▶ [Stored data]

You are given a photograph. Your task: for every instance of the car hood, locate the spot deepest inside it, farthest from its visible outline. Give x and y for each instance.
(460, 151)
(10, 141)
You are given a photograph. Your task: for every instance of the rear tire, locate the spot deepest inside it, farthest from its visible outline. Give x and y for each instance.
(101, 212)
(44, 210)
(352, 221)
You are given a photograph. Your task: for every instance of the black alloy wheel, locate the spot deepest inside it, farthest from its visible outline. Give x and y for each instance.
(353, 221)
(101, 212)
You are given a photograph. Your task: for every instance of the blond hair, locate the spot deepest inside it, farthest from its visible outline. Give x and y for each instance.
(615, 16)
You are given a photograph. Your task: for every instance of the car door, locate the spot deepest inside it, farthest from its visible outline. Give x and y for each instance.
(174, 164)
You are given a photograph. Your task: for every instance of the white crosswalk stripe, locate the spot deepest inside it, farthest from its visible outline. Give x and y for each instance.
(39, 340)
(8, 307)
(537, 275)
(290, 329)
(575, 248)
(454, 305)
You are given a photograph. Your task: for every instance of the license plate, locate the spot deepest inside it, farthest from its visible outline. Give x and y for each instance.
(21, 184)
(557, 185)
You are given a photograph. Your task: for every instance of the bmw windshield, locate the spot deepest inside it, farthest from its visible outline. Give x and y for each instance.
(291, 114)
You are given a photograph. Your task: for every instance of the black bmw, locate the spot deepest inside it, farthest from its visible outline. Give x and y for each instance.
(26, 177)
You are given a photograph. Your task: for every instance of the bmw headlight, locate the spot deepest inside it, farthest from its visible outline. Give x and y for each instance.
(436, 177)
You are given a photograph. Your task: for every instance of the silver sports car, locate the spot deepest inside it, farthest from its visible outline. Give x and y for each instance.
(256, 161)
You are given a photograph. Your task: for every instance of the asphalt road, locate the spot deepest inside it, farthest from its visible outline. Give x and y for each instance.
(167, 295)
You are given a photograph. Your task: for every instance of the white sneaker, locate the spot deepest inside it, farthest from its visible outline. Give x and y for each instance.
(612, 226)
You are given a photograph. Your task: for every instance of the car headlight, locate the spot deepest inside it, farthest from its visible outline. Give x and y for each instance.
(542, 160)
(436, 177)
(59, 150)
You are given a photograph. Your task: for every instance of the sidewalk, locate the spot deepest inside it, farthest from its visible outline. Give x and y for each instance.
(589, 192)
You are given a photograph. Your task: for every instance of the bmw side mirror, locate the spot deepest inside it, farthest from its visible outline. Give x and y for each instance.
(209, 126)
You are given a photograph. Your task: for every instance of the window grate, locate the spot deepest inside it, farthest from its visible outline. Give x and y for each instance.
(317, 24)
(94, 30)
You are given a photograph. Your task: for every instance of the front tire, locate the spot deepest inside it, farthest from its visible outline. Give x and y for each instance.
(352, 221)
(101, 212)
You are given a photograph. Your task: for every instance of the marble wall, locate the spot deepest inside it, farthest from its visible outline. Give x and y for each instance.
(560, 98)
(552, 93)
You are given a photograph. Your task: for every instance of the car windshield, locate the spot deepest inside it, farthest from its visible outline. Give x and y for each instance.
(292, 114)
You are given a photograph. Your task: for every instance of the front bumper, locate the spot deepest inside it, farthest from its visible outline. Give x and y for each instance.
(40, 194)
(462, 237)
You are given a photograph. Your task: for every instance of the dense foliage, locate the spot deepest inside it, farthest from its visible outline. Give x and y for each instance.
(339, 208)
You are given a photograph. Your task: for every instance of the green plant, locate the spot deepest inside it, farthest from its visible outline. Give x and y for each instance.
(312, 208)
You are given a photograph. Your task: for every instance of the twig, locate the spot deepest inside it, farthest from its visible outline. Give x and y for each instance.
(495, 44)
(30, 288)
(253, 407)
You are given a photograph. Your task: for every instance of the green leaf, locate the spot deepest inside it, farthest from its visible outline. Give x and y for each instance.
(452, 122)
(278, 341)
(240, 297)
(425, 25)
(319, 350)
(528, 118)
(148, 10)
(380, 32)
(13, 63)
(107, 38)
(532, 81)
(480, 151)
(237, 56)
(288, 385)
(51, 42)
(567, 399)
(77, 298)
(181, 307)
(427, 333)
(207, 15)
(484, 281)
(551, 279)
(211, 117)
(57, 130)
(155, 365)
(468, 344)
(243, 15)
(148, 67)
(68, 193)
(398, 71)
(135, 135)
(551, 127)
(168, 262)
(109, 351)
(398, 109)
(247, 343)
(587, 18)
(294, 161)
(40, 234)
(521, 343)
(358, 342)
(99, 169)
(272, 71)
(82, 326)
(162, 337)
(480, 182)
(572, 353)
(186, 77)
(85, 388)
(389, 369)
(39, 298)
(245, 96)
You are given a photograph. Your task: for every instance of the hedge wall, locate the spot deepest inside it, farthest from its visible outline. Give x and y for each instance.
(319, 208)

▶ [Task] Retype the material in full. Each word must match.

▶ [Exercise solution]
You are given a photograph. Your task: for every instance of the car hood, locate the spot deepest inside it, farthest from its visible outline. Give x and y for each instance.
(460, 151)
(10, 141)
You are given a photograph. Your task: for every instance of the rear tire, locate the spot deepest inside it, farthest from its visible outline. Give x and y for each instance.
(101, 212)
(44, 210)
(352, 221)
You are given a photograph. Your task: for every instance of the black alloy wheel, locate the spot deepest inside it, farthest from its visible outline. Give x and y for each instance.
(353, 221)
(101, 212)
You are given a photograph. Your task: for every instance of the blond hair, locate the spot deepest inside it, farthest from its visible outline. Give x and y for each instance.
(615, 16)
You are given a photograph. Your task: for every instance of the car door, locate the spot deepest inside it, farthest from its visible outline. Give x and y for each instance.
(174, 164)
You are given a photograph. Your task: for every instance of the white crosswalk stripe, locate the spot deepest inside it, farthest from its visible outline. Give x and y for each instance.
(39, 340)
(8, 307)
(537, 275)
(290, 329)
(575, 248)
(454, 305)
You are given a photograph. Your task: for every instance of the license plate, locate the spot deepest inside it, farthest from its visible outline. Give x and y for each instance.
(21, 184)
(557, 185)
You are given a photograph. Your task: for every instance of the bmw windshield, locate the spot deepest inside it, farthest from its visible outline. Give x and y for each instance.
(291, 114)
You are given a photograph. Your task: for every instance of the black bmw, locate the spot deepest inside it, farthest from its visible outline. Give x and y for each instance.
(26, 177)
You are given a photograph. Your task: for every instance of the bmw headlight, locate the spot deepest inside it, farthest from its visible outline. Give x and y for each instance.
(436, 177)
You are given a photograph. Your task: for every instance of the silver sports car, locate the spot deepest inside it, farthest from its visible outline. Give x and y for each instance.
(256, 161)
You are given a photograph. Your task: for every instance of the asphalt road, locate the spot deepest inside it, farthest from its visible outline. Give x and y for each instance.
(167, 295)
You are given a photograph. Your task: for every instance of the white sneaker, locate the spot deepest inside it, farthest from its visible outline. Give x and y for each instance.
(612, 226)
You are given a photograph. Your task: for every instance of the car headlight, locate the spot deepest inside it, farthest from its visible outline. Give x and y for each instance.
(542, 160)
(436, 177)
(59, 150)
You are given a photograph. Your task: for every instance of the sidewalk, locate the spot deepest inside it, farthest from its visible outline. Give x and y for each instance.
(589, 192)
You are given a photograph. Your task: for every instance of the bmw side mirror, locate the spot deepest inside it, farthest from its visible outline. Give x and y for each instance.
(209, 126)
You are given a photograph. Your task: for every instance of the window grate, locate the spot deepest inside it, farthest from its visible outline. Give x and y for each instance.
(317, 24)
(94, 30)
You are given a photograph. Your task: for every instance of the front tire, locate the spot deepest inside it, farthest from its visible outline. Give x and y for each instance.
(352, 221)
(101, 212)
You are given a photograph. Your task: for every instance of the marble wall, locate the spot deepest inside it, farthest from its visible outline. Give x and y for each instance.
(560, 98)
(552, 93)
You are given a photograph. Your task: for every instance of the car windshield, locate the spot deepest inside it, farthest from its visible outline. Give x and y for each instance.
(292, 114)
You are given a photograph. Your task: for every instance of the front bumper, locate the spot deepest inside it, farthest from its visible outline. Give x and y for each instance.
(40, 194)
(462, 237)
You are given a photograph. Your task: for every instance of the dense foliage, locate the spot deepest inside it, farthest from its visible outline. Give x and y for each instance.
(339, 208)
You are given a photograph. Your task: for every instance of the green plant, locate the spot deepest inside it, farthest from its visible outline. Give x and y for each instance.
(312, 208)
You are given a photograph. Your task: for every instance of the twig, locate the spot deepest inside it, farthest from its visible outline. Give x and y for each instance.
(495, 44)
(30, 288)
(253, 407)
You are given a photograph. Your task: for every instance of the green leaf, locate the spot deepest inside it, farthest from its visible outline. Give x and y for each instance.
(452, 122)
(278, 341)
(240, 297)
(425, 25)
(319, 350)
(528, 118)
(148, 10)
(380, 32)
(13, 63)
(107, 38)
(532, 81)
(480, 151)
(237, 56)
(288, 385)
(51, 42)
(567, 399)
(77, 298)
(181, 307)
(427, 333)
(207, 15)
(484, 281)
(551, 279)
(211, 117)
(57, 130)
(155, 365)
(468, 344)
(243, 15)
(148, 67)
(68, 193)
(398, 71)
(135, 135)
(551, 127)
(168, 262)
(109, 351)
(398, 109)
(247, 343)
(587, 18)
(294, 161)
(40, 234)
(521, 343)
(358, 342)
(99, 169)
(272, 71)
(82, 326)
(162, 337)
(480, 182)
(572, 353)
(186, 77)
(85, 388)
(389, 369)
(39, 298)
(245, 96)
You are given a photograph. Your task: for every instance of the hedge wall, locate the spot deepest inside it, farthest from its visible outline. Give x and y for each instance.
(319, 208)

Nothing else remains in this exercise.